- _Exercise instructions_: Can you lay out the material as a numbered list, starting with its first line and going on through the line with "(0, 195), (546, 266)", leaving out any blank lines?

Stored data entries
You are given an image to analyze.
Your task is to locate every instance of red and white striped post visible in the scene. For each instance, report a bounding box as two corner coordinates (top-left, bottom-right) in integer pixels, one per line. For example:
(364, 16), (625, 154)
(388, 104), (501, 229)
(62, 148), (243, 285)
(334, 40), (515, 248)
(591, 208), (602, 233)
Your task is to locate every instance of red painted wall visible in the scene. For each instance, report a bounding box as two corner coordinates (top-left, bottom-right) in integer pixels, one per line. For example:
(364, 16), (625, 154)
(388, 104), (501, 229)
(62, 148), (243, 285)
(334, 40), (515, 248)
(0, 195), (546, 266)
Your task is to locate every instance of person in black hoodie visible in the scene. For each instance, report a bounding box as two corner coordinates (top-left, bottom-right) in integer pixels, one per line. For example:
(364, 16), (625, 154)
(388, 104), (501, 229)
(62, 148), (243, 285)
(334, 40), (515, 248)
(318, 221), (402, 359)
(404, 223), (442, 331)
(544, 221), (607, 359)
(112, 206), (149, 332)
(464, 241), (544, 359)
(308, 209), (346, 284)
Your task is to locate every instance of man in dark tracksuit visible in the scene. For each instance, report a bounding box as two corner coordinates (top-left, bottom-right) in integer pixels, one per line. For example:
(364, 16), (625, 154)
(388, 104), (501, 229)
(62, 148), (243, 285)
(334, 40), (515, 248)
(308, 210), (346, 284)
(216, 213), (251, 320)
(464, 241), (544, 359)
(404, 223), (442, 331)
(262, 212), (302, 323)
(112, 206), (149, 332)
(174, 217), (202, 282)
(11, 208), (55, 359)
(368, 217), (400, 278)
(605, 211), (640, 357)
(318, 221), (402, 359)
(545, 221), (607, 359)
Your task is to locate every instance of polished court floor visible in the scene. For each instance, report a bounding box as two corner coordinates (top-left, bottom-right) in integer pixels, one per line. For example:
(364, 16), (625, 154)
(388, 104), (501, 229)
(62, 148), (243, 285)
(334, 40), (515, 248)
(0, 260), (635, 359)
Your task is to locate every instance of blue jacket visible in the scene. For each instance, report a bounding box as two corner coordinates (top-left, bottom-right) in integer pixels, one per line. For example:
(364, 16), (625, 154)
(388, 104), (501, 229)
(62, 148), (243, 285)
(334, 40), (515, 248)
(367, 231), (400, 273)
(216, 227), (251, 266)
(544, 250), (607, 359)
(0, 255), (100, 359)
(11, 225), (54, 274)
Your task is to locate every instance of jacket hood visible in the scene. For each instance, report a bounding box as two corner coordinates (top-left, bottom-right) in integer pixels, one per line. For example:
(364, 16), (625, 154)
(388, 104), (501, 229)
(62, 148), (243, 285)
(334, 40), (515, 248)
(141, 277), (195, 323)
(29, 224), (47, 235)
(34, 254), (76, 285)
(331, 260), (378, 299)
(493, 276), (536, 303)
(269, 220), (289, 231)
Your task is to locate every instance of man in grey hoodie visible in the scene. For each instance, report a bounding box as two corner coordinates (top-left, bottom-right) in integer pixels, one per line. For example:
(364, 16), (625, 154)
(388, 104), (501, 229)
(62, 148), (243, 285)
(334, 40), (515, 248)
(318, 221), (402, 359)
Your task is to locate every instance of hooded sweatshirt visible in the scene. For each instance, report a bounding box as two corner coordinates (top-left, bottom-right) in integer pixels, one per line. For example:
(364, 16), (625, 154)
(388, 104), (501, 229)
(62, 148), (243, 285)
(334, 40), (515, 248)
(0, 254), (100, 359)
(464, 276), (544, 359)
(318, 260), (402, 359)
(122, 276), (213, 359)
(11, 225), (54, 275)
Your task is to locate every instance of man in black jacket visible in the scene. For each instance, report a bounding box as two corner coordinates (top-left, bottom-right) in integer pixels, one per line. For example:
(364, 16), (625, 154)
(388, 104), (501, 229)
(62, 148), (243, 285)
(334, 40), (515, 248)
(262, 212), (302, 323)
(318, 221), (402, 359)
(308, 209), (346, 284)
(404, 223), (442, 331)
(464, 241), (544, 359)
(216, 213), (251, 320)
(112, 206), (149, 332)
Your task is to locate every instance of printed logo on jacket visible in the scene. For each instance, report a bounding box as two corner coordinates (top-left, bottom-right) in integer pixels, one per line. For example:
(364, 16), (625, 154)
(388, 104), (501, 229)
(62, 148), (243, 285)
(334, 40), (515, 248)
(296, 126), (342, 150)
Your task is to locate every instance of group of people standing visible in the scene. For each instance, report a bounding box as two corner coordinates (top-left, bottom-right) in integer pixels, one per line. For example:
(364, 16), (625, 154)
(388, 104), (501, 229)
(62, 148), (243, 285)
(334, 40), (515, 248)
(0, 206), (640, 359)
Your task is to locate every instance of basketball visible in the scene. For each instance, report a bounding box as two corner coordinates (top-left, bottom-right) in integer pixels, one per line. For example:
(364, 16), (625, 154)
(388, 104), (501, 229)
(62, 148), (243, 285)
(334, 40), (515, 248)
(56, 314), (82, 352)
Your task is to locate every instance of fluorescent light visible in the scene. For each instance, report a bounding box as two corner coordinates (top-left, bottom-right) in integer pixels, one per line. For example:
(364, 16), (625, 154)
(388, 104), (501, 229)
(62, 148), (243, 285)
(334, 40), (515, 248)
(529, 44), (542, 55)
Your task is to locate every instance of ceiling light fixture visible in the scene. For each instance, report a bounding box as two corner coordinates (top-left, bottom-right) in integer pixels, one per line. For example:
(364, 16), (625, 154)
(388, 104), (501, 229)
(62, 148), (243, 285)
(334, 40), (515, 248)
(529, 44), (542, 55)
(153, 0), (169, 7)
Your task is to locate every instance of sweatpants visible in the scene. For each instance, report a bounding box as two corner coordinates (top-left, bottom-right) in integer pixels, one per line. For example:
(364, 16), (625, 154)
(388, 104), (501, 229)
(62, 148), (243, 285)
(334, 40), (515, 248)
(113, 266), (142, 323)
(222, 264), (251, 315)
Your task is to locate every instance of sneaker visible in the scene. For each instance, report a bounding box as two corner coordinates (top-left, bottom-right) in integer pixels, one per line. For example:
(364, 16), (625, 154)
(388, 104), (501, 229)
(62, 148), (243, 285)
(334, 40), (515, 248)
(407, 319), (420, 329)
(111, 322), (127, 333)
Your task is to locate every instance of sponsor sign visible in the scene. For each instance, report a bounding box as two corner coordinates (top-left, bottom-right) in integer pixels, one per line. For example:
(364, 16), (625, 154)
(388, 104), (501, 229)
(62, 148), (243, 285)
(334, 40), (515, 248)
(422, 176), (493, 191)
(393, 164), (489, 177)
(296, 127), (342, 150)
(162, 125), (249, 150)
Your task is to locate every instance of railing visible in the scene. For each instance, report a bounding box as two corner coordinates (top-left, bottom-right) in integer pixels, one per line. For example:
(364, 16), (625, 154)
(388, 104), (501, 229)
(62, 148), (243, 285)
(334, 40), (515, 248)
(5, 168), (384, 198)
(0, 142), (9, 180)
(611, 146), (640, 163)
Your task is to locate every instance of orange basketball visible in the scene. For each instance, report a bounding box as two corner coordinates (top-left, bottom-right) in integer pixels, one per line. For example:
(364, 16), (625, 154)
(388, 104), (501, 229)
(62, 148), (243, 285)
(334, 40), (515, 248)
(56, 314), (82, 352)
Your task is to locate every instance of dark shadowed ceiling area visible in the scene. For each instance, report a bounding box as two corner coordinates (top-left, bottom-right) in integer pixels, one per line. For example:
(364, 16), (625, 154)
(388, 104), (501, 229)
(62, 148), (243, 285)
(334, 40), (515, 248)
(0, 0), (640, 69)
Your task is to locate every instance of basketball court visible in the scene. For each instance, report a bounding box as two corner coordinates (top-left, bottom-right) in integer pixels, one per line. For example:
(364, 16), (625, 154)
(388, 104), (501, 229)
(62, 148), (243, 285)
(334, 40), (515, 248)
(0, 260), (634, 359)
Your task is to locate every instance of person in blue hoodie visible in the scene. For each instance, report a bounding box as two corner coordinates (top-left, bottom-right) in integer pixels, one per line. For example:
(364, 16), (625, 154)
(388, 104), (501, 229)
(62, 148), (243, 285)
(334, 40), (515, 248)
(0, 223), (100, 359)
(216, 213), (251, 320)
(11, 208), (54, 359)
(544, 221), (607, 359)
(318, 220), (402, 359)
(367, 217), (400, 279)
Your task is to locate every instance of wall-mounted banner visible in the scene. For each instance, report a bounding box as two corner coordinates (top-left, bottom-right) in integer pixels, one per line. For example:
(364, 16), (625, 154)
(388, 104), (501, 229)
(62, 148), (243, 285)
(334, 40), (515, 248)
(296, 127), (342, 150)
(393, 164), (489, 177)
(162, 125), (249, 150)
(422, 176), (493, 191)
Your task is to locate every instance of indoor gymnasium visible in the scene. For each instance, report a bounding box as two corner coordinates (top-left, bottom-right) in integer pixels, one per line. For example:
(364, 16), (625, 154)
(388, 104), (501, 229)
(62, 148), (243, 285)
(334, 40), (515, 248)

- _Answer for this exercise_:
1. You are given an image to analyze.
2. Your task is to locate every instance of red and white striped post visible in the scene. For each instance, report a bounding box as two corner coordinates (top-left, bottom-right) in integer pixels, one per line. For example:
3. (364, 16), (625, 154)
4. (388, 104), (501, 229)
5. (62, 148), (243, 285)
6. (334, 40), (515, 248)
7. (591, 208), (602, 233)
8. Your task is to locate every instance of red painted wall visible in the scene. For each instance, report a bounding box as two corner coordinates (top-left, bottom-right) in integer pixels, one per line. For example:
9. (364, 16), (625, 154)
10. (388, 104), (501, 229)
11. (62, 148), (243, 285)
12. (334, 40), (515, 248)
13. (0, 195), (546, 266)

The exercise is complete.